● **Consegna**: Modifica il brano riportando tutto ciò che va da "Quando si è" fino a "comunque lasciano strascichi.", con "stanchezza" sostituito da "fatica".

● **Brano di testo**:
======

Quando si è a contatto con la sofferenza, come si riesce (ma poi, si riesce?) a ‘lasciare in ospedale’ i casi più complessi, mantenendo al contempo l’empatia verso i pazienti? Come fa il prof. Ramelli a ‘preservare’ Gian Paolo?

(Sorride). Non credo sia possibile farlo del tutto ed è uno dei motivi alla base della stanchezza di cui parlavo. Ogni tanto mia moglie mi dice che ho la testa altrove ed è vero. Con l’esperienza si trovano strategie e risorse per gestire al meglio anche la vita privata; però a ogni situazione critica di un proprio paziente, il tarlo rimane dentro la testa. Uno degli aspetti più tragici della mia professione è la comunicazione ai genitori di una diagnosi per il loro bebè, per cui non esiste una terapia e l’esito è la morte. Questi sono i momenti più tristi, perché non si ha nulla che la medicina possa proporre. Situazioni rare che comunque lasciano strascichi.

Lei è un ottimista, diceva. Le rimane, se non proprio un rimpianto, il dispiacere per qualcosa che avrebbe voluto concretizzare? O non è così che guarda alla vita e pensa soprattutto a quanto realizzato?

======

[Voci del dataset]
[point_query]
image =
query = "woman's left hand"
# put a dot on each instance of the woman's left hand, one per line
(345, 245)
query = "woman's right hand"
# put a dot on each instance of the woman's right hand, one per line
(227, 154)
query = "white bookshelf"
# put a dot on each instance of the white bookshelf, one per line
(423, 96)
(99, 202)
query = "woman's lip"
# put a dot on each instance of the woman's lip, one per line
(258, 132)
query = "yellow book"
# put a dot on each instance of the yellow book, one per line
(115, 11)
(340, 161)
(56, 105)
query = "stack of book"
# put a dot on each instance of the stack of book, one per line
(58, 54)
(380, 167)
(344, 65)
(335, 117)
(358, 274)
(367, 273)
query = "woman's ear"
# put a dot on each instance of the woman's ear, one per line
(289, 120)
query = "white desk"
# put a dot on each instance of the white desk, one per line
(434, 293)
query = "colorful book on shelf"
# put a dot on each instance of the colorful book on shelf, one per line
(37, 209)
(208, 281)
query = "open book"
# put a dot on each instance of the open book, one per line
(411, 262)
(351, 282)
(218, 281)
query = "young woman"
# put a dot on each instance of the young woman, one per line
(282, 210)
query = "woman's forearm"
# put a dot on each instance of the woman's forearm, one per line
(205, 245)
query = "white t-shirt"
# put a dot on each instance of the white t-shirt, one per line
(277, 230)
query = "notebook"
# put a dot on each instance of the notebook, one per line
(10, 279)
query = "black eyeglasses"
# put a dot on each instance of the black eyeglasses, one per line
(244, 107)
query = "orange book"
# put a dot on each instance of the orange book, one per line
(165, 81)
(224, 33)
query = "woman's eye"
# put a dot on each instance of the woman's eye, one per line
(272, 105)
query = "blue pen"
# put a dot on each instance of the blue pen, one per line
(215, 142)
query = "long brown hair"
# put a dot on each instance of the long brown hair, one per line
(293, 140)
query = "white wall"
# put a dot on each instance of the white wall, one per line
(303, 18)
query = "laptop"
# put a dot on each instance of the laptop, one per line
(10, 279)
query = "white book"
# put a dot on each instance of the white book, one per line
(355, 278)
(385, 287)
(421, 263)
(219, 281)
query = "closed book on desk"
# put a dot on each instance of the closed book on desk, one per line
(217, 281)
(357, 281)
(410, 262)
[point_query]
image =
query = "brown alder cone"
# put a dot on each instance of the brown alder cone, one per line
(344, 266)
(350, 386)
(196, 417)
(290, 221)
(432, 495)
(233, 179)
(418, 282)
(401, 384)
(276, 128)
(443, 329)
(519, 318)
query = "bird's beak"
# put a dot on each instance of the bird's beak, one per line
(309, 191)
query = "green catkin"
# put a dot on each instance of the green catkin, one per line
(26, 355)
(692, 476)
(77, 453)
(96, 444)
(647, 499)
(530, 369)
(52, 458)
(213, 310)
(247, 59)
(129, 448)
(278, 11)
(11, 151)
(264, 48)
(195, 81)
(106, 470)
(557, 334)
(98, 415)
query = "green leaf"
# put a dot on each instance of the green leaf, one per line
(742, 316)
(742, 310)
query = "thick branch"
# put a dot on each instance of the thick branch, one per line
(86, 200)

======

● **Risposta**:
Quando si è a contatto con la sofferenza, come si riesce (ma poi, si riesce?) a ‘lasciare in ospedale’ i casi più complessi, mantenendo al contempo l’empatia verso i pazienti? Come fa il prof. Ramelli a ‘preservare’ Gian Paolo?

(Sorride). Non credo sia possibile farlo del tutto ed è uno dei motivi alla base della fatica di cui parlavo. Ogni tanto mia moglie mi dice che ho la testa altrove ed è vero. Con l’esperienza si trovano strategie e risorse per gestire al meglio anche la vita privata; però a ogni situazione critica di un proprio paziente, il tarlo rimane dentro la testa. Uno degli aspetti più tragici della mia professione è la comunicazione ai genitori di una diagnosi per il loro bebè, per cui non esiste una terapia e l’esito è la morte. Questi sono i momenti più tristi, perché non si ha nulla che la medicina possa proporre. Situazioni rare che comunque lasciano strascichi.